TASK INSTRUCTIONS: Take the records underneath and set them down exactly.

RAW DATA:
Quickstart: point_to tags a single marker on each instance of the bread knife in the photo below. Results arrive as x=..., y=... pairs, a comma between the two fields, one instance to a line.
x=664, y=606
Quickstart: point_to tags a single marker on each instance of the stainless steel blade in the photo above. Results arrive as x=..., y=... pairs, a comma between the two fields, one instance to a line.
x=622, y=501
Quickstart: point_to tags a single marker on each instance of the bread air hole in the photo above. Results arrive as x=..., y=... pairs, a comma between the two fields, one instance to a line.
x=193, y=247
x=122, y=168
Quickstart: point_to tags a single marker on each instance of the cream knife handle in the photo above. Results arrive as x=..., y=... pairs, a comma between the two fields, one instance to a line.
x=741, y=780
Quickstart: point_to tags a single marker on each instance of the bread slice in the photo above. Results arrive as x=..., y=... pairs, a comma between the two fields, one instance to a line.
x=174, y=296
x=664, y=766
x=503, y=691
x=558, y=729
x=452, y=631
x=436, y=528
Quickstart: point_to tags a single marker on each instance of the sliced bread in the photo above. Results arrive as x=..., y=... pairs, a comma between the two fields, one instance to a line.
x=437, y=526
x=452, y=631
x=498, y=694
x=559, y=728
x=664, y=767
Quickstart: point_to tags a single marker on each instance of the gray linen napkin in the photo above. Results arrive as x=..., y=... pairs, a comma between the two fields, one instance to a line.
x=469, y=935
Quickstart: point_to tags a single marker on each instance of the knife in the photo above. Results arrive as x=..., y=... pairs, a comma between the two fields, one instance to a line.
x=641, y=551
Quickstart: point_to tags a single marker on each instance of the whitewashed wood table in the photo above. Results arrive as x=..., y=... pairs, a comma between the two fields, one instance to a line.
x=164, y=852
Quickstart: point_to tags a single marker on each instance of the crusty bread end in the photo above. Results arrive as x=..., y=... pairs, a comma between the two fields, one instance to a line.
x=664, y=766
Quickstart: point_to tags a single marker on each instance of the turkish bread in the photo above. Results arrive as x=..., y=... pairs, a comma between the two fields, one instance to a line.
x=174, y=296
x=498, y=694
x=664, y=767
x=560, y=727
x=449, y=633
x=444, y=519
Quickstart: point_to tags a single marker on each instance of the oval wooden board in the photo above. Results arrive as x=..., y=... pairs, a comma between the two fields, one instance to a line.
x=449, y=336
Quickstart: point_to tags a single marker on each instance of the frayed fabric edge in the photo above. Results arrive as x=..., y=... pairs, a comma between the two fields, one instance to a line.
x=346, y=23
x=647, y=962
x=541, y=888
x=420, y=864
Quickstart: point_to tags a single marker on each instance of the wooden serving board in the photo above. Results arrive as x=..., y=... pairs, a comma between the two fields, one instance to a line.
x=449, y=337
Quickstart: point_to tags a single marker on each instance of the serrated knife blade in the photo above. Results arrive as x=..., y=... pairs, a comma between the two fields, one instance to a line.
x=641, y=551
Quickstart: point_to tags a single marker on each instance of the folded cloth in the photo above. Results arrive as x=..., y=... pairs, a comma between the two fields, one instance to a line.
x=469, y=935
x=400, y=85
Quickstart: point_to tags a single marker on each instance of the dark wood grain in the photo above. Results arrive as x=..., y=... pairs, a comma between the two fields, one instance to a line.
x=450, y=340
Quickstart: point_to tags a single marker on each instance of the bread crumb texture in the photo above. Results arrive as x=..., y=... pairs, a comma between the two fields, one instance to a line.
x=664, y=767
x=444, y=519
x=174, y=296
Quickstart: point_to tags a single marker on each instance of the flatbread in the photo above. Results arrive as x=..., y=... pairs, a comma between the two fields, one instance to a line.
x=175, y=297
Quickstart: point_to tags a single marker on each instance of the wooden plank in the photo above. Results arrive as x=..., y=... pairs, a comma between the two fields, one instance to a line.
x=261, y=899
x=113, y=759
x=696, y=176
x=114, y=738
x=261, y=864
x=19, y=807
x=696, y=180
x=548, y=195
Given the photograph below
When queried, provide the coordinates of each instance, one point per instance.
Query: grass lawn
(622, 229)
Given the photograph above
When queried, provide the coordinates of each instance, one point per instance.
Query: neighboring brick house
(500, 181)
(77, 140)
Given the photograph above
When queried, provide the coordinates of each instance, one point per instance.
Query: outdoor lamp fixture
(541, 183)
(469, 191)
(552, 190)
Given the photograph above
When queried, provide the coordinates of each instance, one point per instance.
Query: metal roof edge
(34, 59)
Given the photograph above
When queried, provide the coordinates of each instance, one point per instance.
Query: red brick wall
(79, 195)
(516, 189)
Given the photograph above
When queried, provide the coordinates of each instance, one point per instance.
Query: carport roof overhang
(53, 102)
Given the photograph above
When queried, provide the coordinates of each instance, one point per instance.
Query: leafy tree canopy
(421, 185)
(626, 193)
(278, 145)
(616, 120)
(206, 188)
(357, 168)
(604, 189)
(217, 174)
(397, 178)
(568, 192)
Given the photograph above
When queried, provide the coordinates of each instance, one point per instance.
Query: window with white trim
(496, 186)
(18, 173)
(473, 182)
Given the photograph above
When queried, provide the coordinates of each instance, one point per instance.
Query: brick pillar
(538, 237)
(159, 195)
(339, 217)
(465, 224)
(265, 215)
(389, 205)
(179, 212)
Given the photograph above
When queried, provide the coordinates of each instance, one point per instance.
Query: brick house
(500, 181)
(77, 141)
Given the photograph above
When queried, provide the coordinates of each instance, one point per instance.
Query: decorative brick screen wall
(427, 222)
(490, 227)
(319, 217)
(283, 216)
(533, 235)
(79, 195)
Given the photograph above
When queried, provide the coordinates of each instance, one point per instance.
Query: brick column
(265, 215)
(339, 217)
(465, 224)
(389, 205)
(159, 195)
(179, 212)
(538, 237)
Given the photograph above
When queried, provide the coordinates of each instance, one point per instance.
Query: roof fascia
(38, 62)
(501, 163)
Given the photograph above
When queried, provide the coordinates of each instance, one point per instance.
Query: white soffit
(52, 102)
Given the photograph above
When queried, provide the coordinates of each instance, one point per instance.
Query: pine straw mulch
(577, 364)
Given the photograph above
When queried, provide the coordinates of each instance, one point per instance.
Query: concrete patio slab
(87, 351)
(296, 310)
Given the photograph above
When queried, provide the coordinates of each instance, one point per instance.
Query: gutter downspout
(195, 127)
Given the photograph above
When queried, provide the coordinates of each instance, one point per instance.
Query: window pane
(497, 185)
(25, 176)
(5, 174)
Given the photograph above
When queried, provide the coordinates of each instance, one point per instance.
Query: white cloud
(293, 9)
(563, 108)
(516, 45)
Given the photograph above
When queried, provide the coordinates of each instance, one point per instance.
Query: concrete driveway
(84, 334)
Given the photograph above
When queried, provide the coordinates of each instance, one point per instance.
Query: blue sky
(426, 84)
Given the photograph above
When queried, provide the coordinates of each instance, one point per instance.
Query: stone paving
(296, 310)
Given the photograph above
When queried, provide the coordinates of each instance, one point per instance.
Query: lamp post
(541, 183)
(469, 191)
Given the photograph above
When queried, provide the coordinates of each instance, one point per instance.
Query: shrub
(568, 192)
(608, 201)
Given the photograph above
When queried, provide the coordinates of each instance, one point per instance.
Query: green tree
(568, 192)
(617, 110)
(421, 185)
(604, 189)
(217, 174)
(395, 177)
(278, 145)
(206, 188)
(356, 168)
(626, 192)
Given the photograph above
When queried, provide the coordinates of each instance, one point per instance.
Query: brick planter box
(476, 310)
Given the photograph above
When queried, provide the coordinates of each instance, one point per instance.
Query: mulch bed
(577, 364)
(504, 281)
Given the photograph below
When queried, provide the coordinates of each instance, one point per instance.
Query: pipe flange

TASK RESPONSE:
Quickstart: point_to tags a single marker on each instance of the bread knife in the photo below. Results arrive as x=..., y=... pairs, a comma between the two fields, one instance to a line.
x=664, y=606
Quickstart: point_to tags a single marker on each instance of the stainless steel blade in the photo above. Results arrive as x=..., y=... pairs, a comma between the two fields, one instance to a line.
x=622, y=501
Quickstart: point_to tags a single marker on each instance of the bread air hole in the photo above. Results arrive as x=..., y=... pairs, a comma between the two fields, one instance to a line.
x=193, y=247
x=122, y=168
Quickstart: point_to tags a single marker on each instance of the cream knife handle in the photo above. Results arrive as x=..., y=... pairs, a comma between the two fields, one instance to a line.
x=741, y=780
Quickstart: point_to tags a single marker on each instance of the bread slice in the photo above. Results arrive as x=..., y=... pairs, a comma between the two fields, one instance to a line.
x=174, y=296
x=664, y=766
x=503, y=691
x=558, y=729
x=452, y=631
x=436, y=528
Quickstart: point_to tags a single marker on each instance of the sliced bread in the photo above. Results arrive as x=..., y=... pairs, a comma between the two fields, one instance to a line.
x=437, y=526
x=452, y=631
x=498, y=694
x=559, y=728
x=664, y=767
Quickstart: point_to tags a single marker on each instance of the gray linen napkin in the photo above. Results arrive as x=..., y=... pairs, a comma between the two fields, one instance to a line.
x=469, y=935
Quickstart: point_to tags a single marker on each instance of the knife in the photo above. Results arrive as x=..., y=... pairs, a comma between the two fields, one instance to a line.
x=641, y=551
Quickstart: point_to tags a single marker on each instance of the whitewashed wood table in the photo above. Results arrive as x=..., y=... pairs, a comma between the two fields, one instance to a line.
x=164, y=852
Quickstart: point_to tags a single marker on each instance of the crusty bread end in the photo above. Results arrive as x=..., y=... pairs, a comma between the two fields, one instance to a line.
x=664, y=766
Quickstart: point_to tags a single marker on each instance of the turkish bread in the photo above. Results arrive as x=..., y=... pairs, a comma between the two fields, one instance to a line.
x=174, y=296
x=498, y=694
x=664, y=767
x=560, y=727
x=449, y=633
x=444, y=519
Quickstart: point_to tags a single marker on each instance of the oval wooden board in the photo above. Results arrive as x=..., y=... pairs, a comma between the two fields, one instance to a line.
x=449, y=336
Quickstart: point_to tags a single marker on each instance of the frayed fabric edge in the photo above. Results arrive as x=..., y=... pairs, a comma between the two fields, one instance to a line.
x=346, y=23
x=647, y=962
x=541, y=888
x=420, y=864
Quickstart: point_to tags a single marker on each instance of the wooden serving board in the photo above. Results arrive as x=..., y=... pairs, a comma between the two fields, one instance to a line.
x=449, y=337
Quickstart: point_to tags a single marker on each instance of the serrated knife blade in the photo above. Results arrive as x=..., y=... pairs, a comma between the two fields, one instance to a line.
x=641, y=551
Quickstart: point_to tags a single marker on each instance of the folded cloth in the photo above. Results arrive as x=..., y=... pairs, a comma between the two fields, one instance to a line.
x=469, y=935
x=400, y=85
Quickstart: point_to tags a single marker on each instance of the dark wood grain in the photo above. Results arrive as x=..., y=... pairs, a comma between the two fields, one instance to a line.
x=450, y=340
Quickstart: point_to tags a single marker on each instance of the bread crumb texture in the photo above. Results arrive as x=..., y=... pairs, a comma between the two fields, one instance to a line.
x=664, y=767
x=444, y=519
x=174, y=296
Quickstart: point_to tags a single marker on each instance of the flatbread in the photo above. Results arrive as x=..., y=... pairs, a comma between the two fields, one instance to a line.
x=175, y=297
Quickstart: point_to tags a single marker on each instance of the wooden plank in the photo above. Results arrive as x=..., y=... pairs, a comma between the two fields, one instance to a line.
x=261, y=899
x=113, y=759
x=696, y=176
x=114, y=738
x=261, y=864
x=19, y=807
x=696, y=180
x=548, y=195
Given the photograph below
When queried, provide the coordinates of each instance, one point per instance.
Query: grass lawn
(622, 229)
Given the photograph above
When queried, provide the coordinates of each instance, one point per instance.
Query: neighboring brick house
(500, 181)
(77, 140)
Given the photograph above
When queried, provide the coordinates of each instance, one point per instance.
Query: outdoor lamp fixture
(541, 183)
(469, 191)
(552, 190)
Given the photograph above
When queried, provide the coordinates of each instance, one point per instance.
Query: metal roof edge
(34, 59)
Given the photograph above
When queried, provide the coordinates of each instance, one point per instance.
Query: red brick wall
(79, 195)
(516, 189)
Given the photograph above
When queried, provide the coordinates of each instance, one point per instance.
Query: carport roof overhang
(53, 102)
Given the photograph above
When queried, provide the coordinates of each instance, one point per instance.
Query: leafy tree canopy
(421, 185)
(626, 193)
(278, 145)
(616, 120)
(206, 188)
(357, 168)
(604, 189)
(217, 174)
(397, 178)
(568, 192)
Given the photograph above
When queried, provide the coordinates of each instance, one point per instance.
Query: window with white trim
(496, 186)
(18, 173)
(473, 182)
Given the photograph above
When queried, provide the coordinates of each instance, one point per instance.
Query: brick pillar
(538, 237)
(159, 195)
(339, 217)
(465, 224)
(265, 215)
(389, 205)
(179, 212)
Given the photograph above
When queried, provide the coordinates of each instance, one point per instance.
Query: brick house
(500, 181)
(77, 141)
Given the photograph above
When queried, provide the coordinates of each instance, one point per instance.
Query: decorative brick screen wall
(427, 222)
(490, 227)
(319, 217)
(283, 216)
(533, 235)
(79, 195)
Given the photograph above
When queried, provide the coordinates of each instance, one point per instance.
Query: brick column
(265, 215)
(339, 217)
(465, 224)
(389, 205)
(159, 195)
(179, 212)
(538, 237)
Given the photograph above
When queried, provide the coordinates of each instance, one point per instance.
Query: roof fascia
(38, 62)
(501, 163)
Given the photograph above
When queried, provide the coordinates of each instance, one point per instance.
Query: white soffit
(52, 102)
Given the photograph above
When queried, provide the coordinates of each instance, one point per instance.
Query: pine straw mulch
(577, 364)
Given the photograph above
When queried, provide the coordinates of each instance, one point per instance.
Query: concrete patio slab
(87, 351)
(296, 310)
Given the photograph above
When queried, provide the coordinates of each instance, one point per instance.
Query: gutter downspout
(195, 127)
Given the photograph above
When queried, provide the coordinates of each instance, one point per instance.
Query: window pane
(497, 185)
(25, 176)
(5, 174)
Given the photograph above
When queried, provide the coordinates of each instance, one point per instance.
Query: white cloud
(293, 9)
(563, 108)
(516, 45)
Given the photograph above
When queried, provide the coordinates of each instance, one point per instance.
Query: concrete driveway
(84, 334)
Given the photograph above
When queried, provide the coordinates of each instance, one point per instance.
Query: blue sky
(426, 84)
Given the photograph above
When queried, provide the coordinates of each instance, one point per instance.
Query: stone paving
(296, 310)
Given the photograph above
When queried, provide the coordinates of each instance, one point per instance.
Query: lamp post
(541, 183)
(469, 191)
Given the photograph above
When queried, provide the coordinates of each instance, one point per instance.
Query: shrub
(568, 192)
(608, 201)
Given the photograph above
When queried, provide the coordinates of each instance, one point per instance.
Query: green tree
(568, 192)
(617, 110)
(421, 185)
(604, 189)
(217, 174)
(395, 177)
(278, 145)
(206, 188)
(356, 168)
(626, 192)
Given the photograph above
When queried, provide the coordinates of each instance, one point per instance.
Query: brick planter box
(476, 310)
Given the photograph above
When queried, provide the coordinates of each instance, one point per instance.
Query: mulch bed
(577, 364)
(504, 281)
Given the photograph below
When queried, provide the coordinates of each instance, one point per instance.
Query: pipe flange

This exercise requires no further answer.